#### EXERCISE TASK 1:
Write out the Bradbury passage from "However, I don’t" up to and including "about anyone else.".
#### EXERCISE TASK 2:
Please extend the Bradbury passage with the text that comes after its last sentence.

══ EXCERPTED TEXT ══

However, I don’t use either of these words – genuine or writer – lightly. I say writer, because I most emphatically do believe that Bradbury, while certainly not one of the most “deep” or sophisticated writers of the past century, certainly came closer to capturing the Angst of our age better than just about anyone else.

I very deliberately did not call him a “science fiction writer,” either, since, as he himself once pointed out, the only one of his major works that could be accurately defined as science fiction is Fahrenheit 451, while the bulk of his work could more accurately be described as fantasy or horror fiction, with some mainstream works, such as Dandelion Wine, included as well.

As for “genuine,” I used that word for several reasons. One is that Bradbury was part of a vanishing set of writers who learned how to write before America became a post-literate, “information” society that looked to television and, later, the Internet rather than books for entertainment and social commentary. Another is that Bradbury, by his own account, became a writer because of an innate need to write – both because he felt he had a calling for it, and because he quite literally depended on his writing for his livelihood.

I remember reading him recount how, back in 1949 when he was staying at the YMCA in New York and desperately attempting to find a publisher for his short stories about Mars, an editor at Doubleday advised him to turn the book into a novel instead, as novels tend to be more marketable than collections of stories. Bradbury then stayed up all night at the Y, adding a superstructure to his Mars stories modeled on Sherwood Anderson’s Winesburg, Ohio, and thus The Martian Chronicles was born.

═══
══ DATA SUPPLIED ══

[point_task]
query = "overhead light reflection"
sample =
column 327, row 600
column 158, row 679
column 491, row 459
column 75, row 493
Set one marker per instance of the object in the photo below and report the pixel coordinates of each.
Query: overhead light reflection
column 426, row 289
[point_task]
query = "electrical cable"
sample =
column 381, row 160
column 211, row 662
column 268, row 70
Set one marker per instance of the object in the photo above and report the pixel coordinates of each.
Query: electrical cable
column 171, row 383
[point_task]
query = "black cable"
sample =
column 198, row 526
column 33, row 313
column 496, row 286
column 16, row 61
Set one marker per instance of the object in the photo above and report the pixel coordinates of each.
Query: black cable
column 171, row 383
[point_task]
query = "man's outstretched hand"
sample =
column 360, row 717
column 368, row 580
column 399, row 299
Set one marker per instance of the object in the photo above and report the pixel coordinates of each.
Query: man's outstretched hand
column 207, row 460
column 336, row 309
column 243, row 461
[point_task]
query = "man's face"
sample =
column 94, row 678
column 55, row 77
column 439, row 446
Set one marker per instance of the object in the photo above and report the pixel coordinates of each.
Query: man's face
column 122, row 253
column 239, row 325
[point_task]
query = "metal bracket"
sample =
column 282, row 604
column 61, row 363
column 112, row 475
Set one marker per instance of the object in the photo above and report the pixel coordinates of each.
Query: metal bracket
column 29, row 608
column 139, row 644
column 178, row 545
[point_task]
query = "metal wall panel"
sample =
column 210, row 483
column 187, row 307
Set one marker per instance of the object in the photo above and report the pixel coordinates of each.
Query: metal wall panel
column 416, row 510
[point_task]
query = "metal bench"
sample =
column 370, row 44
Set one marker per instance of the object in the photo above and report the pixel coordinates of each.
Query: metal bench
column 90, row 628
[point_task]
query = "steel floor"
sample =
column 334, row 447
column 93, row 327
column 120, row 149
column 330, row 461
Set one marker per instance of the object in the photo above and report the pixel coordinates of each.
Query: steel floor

═══

#### FINAL RESULT 1:
However, I don’t use either of these words – genuine or writer – lightly. I say writer, because I most emphatically do believe that Bradbury, while certainly not one of the most “deep” or sophisticated writers of the past century, certainly came closer to capturing the Angst of our age better than just about anyone else.

#### FINAL RESULT 2:
That used to be the crucible in which great writers were born. Writers were made of equal parts inspiration and determination, prepared to risk everything in the hope, often bordering on insanity, that someone else would actually like what they were doing. These days in America, if someone decides he wants to be a writer, he usually ends up taking creative writing courses at a college or university, and then, if he’s really driven, he’ll continue on to graduate school and get a Master of Fine Arts degree, attending endless “workshops” where teachers of less-than-dazzling talent of their own try to teach him how to write in a style that will appeal to the editors of the prestigious literary magazines – magazines that only a few thousand people nationwide actually read, but which count for everything in the world of academic literary writing.

If he perseveres and actually manages to publish a few things, and is a bit lucky, he can then find a cozy tenure-track position at some school, teaching writing to other writing students, and giving him the leisure time to write books that will only ever be of interest to other MFA students and professors of writing, since the incestuous world of academic writing is the only world he’s ever lived in. With a few exceptions, that is the state of the field of literary writing in America today. The only living American writers I can think of off the top of my head who I would term “genuine” writers of the same caliber as Bradbury would be Cormac McCarthy, Don DeLillo, and Tito Perdue. They are a vanishing breed.

One might ask why Bradbury should matter to readers of Counter-Currents. One reason is that Bradbury was one of the few people still engaged in a process that is fast becoming a rarity – namely, the actual production of “Western culture,” rather than mere lamentation at its absence. He was very much a writer in the Western, and more specifically American, literary tradition. There is very little overt political content to his work, however, and apart from his public objections to Michael Moore stealing the name of his 2004 film, Fahrenheit 9/11, from his book without permission (a complaint which Bradbury insisted was not politically motivated), as far as I knew, he had never done anything political at all.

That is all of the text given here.